• _EXTRACTED DATA_:
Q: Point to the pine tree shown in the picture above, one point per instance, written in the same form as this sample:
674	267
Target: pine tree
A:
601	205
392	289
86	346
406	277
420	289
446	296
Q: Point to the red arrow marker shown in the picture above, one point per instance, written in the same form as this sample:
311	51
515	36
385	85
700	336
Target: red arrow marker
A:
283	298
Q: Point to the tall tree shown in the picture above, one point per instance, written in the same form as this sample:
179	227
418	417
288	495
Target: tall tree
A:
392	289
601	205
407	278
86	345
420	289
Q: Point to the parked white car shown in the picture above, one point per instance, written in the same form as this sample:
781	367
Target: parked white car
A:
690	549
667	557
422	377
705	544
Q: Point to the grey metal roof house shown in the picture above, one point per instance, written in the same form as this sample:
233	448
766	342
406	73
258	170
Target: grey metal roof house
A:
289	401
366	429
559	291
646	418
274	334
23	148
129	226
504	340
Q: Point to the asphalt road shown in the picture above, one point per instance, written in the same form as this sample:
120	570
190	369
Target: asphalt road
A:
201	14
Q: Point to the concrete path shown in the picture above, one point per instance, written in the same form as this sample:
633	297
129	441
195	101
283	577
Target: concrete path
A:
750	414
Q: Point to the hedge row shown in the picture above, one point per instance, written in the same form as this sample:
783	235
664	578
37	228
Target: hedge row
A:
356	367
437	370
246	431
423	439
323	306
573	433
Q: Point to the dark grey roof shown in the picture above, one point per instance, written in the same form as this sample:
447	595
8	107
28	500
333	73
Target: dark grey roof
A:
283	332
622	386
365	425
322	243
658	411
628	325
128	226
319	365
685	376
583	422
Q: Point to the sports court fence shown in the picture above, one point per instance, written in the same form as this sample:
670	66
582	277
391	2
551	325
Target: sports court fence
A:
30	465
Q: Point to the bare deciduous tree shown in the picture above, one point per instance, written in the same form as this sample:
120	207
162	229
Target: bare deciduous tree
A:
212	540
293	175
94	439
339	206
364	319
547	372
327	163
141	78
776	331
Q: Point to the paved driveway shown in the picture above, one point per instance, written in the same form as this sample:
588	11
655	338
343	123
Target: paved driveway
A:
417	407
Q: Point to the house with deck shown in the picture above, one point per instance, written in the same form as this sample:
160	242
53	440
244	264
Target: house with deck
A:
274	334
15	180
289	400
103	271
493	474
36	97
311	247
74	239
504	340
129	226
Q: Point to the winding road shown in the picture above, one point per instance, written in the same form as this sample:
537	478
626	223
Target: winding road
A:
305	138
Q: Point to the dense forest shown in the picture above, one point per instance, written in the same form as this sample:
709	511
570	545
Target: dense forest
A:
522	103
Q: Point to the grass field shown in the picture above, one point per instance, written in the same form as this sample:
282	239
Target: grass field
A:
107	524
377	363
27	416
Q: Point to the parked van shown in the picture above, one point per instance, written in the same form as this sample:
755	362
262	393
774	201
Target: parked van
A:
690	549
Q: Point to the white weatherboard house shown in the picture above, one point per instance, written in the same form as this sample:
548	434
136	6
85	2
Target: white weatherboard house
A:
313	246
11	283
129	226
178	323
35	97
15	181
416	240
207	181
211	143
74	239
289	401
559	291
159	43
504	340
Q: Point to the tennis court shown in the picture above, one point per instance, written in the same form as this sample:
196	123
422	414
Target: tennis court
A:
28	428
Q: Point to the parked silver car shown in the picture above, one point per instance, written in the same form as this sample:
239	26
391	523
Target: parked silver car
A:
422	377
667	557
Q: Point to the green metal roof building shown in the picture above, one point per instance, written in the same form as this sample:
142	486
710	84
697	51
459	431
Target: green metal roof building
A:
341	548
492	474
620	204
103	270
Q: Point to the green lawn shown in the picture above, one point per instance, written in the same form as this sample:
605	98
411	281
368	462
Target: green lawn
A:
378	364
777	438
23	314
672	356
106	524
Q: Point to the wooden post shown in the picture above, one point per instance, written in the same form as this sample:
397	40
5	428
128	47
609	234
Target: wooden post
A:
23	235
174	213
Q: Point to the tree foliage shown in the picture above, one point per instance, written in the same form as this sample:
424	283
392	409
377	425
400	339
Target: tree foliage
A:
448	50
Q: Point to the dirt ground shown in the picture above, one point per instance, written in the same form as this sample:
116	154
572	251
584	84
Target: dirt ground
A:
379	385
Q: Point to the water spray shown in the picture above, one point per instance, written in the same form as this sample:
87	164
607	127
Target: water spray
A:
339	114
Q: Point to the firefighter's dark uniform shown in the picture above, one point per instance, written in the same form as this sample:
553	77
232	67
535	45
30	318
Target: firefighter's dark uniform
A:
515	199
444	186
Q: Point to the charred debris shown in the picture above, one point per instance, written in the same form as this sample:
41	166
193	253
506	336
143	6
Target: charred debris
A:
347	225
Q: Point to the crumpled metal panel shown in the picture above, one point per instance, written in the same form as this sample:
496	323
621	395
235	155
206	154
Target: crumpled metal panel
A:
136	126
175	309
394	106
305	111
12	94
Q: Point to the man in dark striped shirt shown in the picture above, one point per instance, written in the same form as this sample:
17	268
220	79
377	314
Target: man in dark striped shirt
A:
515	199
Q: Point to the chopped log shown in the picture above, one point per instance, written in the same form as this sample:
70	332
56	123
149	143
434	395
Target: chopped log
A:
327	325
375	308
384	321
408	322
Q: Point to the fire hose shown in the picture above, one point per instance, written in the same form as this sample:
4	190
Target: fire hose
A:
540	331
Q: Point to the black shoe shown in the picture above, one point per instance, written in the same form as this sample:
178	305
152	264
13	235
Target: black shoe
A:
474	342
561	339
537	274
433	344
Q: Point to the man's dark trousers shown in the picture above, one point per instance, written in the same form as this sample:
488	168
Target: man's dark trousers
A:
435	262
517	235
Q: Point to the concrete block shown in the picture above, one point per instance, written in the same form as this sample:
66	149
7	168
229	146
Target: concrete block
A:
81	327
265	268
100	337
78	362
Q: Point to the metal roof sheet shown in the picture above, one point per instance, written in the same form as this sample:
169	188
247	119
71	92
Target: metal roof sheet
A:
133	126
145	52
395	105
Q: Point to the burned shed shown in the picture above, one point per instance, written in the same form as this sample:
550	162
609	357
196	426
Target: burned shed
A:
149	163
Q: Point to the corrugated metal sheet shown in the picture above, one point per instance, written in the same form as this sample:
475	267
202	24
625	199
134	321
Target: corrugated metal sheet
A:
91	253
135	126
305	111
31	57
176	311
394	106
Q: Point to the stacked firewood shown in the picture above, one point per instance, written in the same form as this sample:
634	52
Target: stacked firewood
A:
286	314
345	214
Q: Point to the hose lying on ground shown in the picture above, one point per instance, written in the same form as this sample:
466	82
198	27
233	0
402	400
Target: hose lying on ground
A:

• _EXERCISE REQUIREMENTS_: The entries above should be repeated exactly, every one of them.

• _RESPONSE TO THE EXERCISE_:
Q: Point to the pine tree shown in the picture above, one point per instance, written in the same form as this sample:
674	267
Target: pine tree
A:
601	205
392	289
86	346
406	277
420	289
446	296
Q: Point to the red arrow marker shown in the picture above, one point per instance, written in the same form as this sample:
311	51
515	36
385	85
700	336
Target: red arrow marker
A:
283	298
Q: Point to the tall tree shown in the picture above, one point per instance, written in the same form as this sample:
179	227
418	417
288	495
Target: tall tree
A:
392	289
601	205
407	278
86	345
420	289
Q: Point to the parked white car shown in the picture above, one point per instance, written in the same form as this sample:
781	367
Target: parked white car
A:
690	549
667	557
422	377
705	544
Q: Point to the grey metal roof house shown in the picture above, one point per instance, written in the same form as this sample:
233	448
766	342
406	73
258	170
Target: grey metal roof house
A:
289	401
366	429
559	291
646	418
274	334
23	148
129	226
504	340
Q: Point to the asphalt road shown in the picture above, one point per instance, written in the same form as this sample:
120	570
190	369
Target: asphalt road
A:
201	14
Q: Point to the concrete path shown in the picture above, one point per instance, written in the same form as this sample:
633	297
129	441
195	101
283	577
Target: concrete path
A:
750	414
Q: Point to the hedge row shown in the picture above, one point per instance, written in the same form as this sample:
783	235
664	578
37	228
Target: hedge row
A:
356	367
437	370
246	431
423	439
323	306
573	433
Q: Point to the dark grey roof shown in the picture above, one point per instance, written in the same form as this sample:
447	595
8	107
28	500
333	73
Target: dark grey roof
A:
283	332
622	386
365	425
322	243
658	411
628	325
128	226
319	365
685	376
583	422
Q: Point to the sports court fence shown in the picture above, one point per instance, written in the same form as this sample:
670	66
582	277
391	2
551	325
Target: sports court fence
A:
30	465
Q: Point to the bare deciduous tree shown in the picture above, one point per instance, written in the same form as this sample:
120	207
162	229
Target: bare deciduous tree
A:
212	540
293	175
94	439
339	206
364	319
547	372
327	163
141	78
776	331
Q: Point to the paved driveway shown in the picture above, one point per instance, written in the same form as this sample:
588	11
655	338
343	123
Target: paved driveway
A:
417	407
Q: Point to the house with deck shown in the picture above, one point per instance, written in the same form as this sample:
160	242
53	440
244	264
Target: house with deck
A:
274	334
15	180
289	400
103	271
493	474
36	97
311	247
74	239
504	340
129	226
Q: Point to the winding road shown in the picture above, one point per instance, written in the same form as this sample:
537	478
626	223
Target: winding road
A:
305	138
Q: Point to the dense forest shown in the picture above, one point per instance, written in the same form as this sample:
709	511
570	545
Target: dense forest
A:
522	103
Q: Point to the grass field shown in the picture above, one point per instance, written in the same form as this sample:
282	239
Target: grass field
A:
107	524
377	363
27	416
Q: Point to the parked van shown in the picture above, one point per instance, written in the same form as this sample:
755	362
262	393
774	201
Target: parked van
A:
690	549
Q: Point to the white weatherboard house shown in the picture above, one point per instance, written in the same form as this sample:
548	434
136	6
85	2
Target: white weatherboard house
A:
313	246
11	283
129	226
178	323
35	97
15	181
416	240
207	181
211	143
74	239
289	401
559	291
159	43
504	340
Q: Point to the tennis court shown in the picture above, one point per instance, written in the same form as this sample:
196	123
422	414
Target: tennis court
A:
28	428
Q: Point to the parked silver car shown in the picture above, one point per instance, written in the same form as this sample:
239	26
391	523
Target: parked silver car
A:
422	377
667	557
Q: Point to the green metal roof building shown in the picture above, one point per instance, written in the same form as this sample:
142	486
710	84
697	51
459	431
Target: green metal roof building
A:
341	548
492	474
620	204
103	270
Q: Point to the green lawn shown in the picture above, one point per instance, written in the same form as this sample:
605	98
411	281
368	462
Target: green lawn
A:
378	364
777	438
23	314
672	356
106	524
Q: Point to the wooden post shown in the picture above, one point per instance, written in the same form as this sample:
397	40
5	428
128	47
609	234
Target: wooden post
A:
23	235
174	213
Q: Point to the tree foliage shown in the picture above, one point per instance, written in the same form as this sample:
424	283
392	409
377	425
400	339
Target: tree foliage
A:
448	50
Q: Point to the dirt ground shown in the picture above, one point per instance, written in the same form as this sample:
116	154
572	251
584	84
Target: dirt ground
A:
379	385
Q: Point to the water spray shown in the picture above, one point per instance, written in the same form as this sample:
87	164
607	127
Target: water spray
A:
339	114
Q: Point to the firefighter's dark uniform shown in the picture above, one point per instance, written in the same form as this sample:
553	77
232	67
535	45
30	318
Target: firefighter's dark uniform
A:
515	199
444	186
Q: Point to the charred debris shown in the picture above, one point per instance, written in the same form as this sample:
41	166
193	253
506	336
143	6
Target: charred debris
A:
347	225
Q: Point to the crumpled metal panel shown in the picture above, one point per instance, written in the same form as this sample:
496	323
621	395
235	155
206	154
Target: crumpled metal panel
A:
136	126
175	309
394	106
305	111
12	94
Q: Point to the man in dark striped shirt shown in the picture above, one point per instance, written in the same form as this sample:
17	268
220	79
377	314
Target: man in dark striped shirt
A:
515	199
Q: Point to the chopped log shown in the picture above, one point per instance, written in the same form as this sample:
70	332
56	123
149	143
434	395
Target: chopped log
A:
327	325
375	308
384	321
408	322
Q: Point to the fire hose shown in the picture above, one point per instance, written in the same form as this sample:
4	190
Target: fire hose
A:
540	331
Q: Point to the black shoe shown in the picture above, one point per instance, written in the same form as this sample:
178	305
152	264
13	235
Target: black shoe
A:
474	342
561	339
537	274
433	344
Q: Point to the man's dark trousers shown in the picture above, one point per instance, written in the same form as this sample:
488	168
Target: man's dark trousers
A:
435	262
517	235
Q: Point to the concrete block shown in the picture above, one point per instance, written in the same form as this sample:
66	149
7	168
229	146
Target: concrete block
A:
81	327
265	268
100	337
78	362
Q: Point to the metal roof sheet shown in the picture above, one point per instance, written in the same form as this sample:
169	188
247	119
71	92
Target: metal roof sheet
A:
133	126
145	52
395	105
Q: Point to the burned shed shown in the picture above, one point per instance, written in the same form as this sample:
550	162
609	357
196	426
Target: burned shed
A:
149	163
Q: Point to the corrugated metal sheet shown in the picture above, one point per instance, written in the same form as this sample:
475	267
202	24
625	199
134	321
Target: corrugated metal sheet
A:
91	253
135	126
305	111
31	57
176	311
394	106
Q: Point to the stacked firewood shown in the picture above, one point per instance, written in the same form as this sample:
634	52
Target: stacked firewood
A:
286	314
345	214
Q: Point to the hose lying on ground shown in the picture above, one point per instance, written in the same form as this sample:
466	82
198	27
233	0
402	400
Target: hose lying on ground
A:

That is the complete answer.